**** DATA ****
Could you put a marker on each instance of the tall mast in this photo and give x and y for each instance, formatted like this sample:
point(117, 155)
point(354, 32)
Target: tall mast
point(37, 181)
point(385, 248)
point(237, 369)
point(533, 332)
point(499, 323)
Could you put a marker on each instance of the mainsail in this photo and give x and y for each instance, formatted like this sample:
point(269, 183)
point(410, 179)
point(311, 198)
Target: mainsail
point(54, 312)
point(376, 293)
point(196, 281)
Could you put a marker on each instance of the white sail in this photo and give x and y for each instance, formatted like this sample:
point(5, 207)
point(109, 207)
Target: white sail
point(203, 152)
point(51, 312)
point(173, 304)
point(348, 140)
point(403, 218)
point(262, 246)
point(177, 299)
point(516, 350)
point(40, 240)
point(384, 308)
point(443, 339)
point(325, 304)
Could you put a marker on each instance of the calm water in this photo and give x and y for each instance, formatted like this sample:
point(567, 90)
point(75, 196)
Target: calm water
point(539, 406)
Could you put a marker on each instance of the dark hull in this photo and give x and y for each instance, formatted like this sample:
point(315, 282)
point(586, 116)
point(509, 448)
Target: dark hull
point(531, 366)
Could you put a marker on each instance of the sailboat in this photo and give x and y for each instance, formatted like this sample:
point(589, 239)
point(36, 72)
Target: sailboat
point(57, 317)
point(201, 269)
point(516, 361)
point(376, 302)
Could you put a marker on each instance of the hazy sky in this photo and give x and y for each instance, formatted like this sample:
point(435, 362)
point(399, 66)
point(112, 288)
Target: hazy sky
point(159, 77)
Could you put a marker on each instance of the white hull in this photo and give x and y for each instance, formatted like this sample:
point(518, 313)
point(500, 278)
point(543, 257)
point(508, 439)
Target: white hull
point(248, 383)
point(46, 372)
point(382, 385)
****
Give back exactly the lines of the listing above that run from the line with "point(117, 155)" to the line with "point(500, 278)", inclusive.

• **ANSWER TO THE EXERCISE**:
point(117, 155)
point(354, 32)
Target: tall mast
point(37, 181)
point(385, 248)
point(237, 369)
point(533, 332)
point(499, 323)
Could you put a marker on each instance of the mainsail in this photo and give x and y for each instance, formatted like this sample:
point(269, 183)
point(410, 179)
point(311, 198)
Target: mainsail
point(54, 312)
point(376, 293)
point(196, 281)
Could you put a marker on each instance of the white sail in this photo and give x and y for each instance, formatted like this sample:
point(5, 207)
point(109, 207)
Target: white sail
point(203, 152)
point(51, 312)
point(173, 304)
point(348, 140)
point(403, 218)
point(262, 246)
point(177, 299)
point(516, 350)
point(40, 240)
point(384, 308)
point(443, 339)
point(325, 304)
Could you put a marker on each instance of the calm water in this photo and give x and y for each instance, formatted like this sample:
point(567, 90)
point(75, 196)
Target: calm water
point(539, 406)
Could you put a marker on each instance of the dark hull in this photo and give x and y for each instance, formatted like this sample:
point(315, 282)
point(586, 116)
point(509, 448)
Target: dark hull
point(531, 366)
Could you put a marker on each instance of the sailboat in this photo and give x and y for each instance, formatted like this sample:
point(589, 239)
point(36, 72)
Target: sailboat
point(57, 317)
point(201, 269)
point(516, 361)
point(376, 302)
Could you put a marker on each instance of the hazy sky in this photo and give x and y for each instance, formatted like this sample:
point(435, 362)
point(399, 66)
point(112, 288)
Target: hazy sky
point(159, 77)
Could you put a marker on each instance of the white hull in this photo and give x and y for each instance, formatted like this sample:
point(518, 313)
point(500, 278)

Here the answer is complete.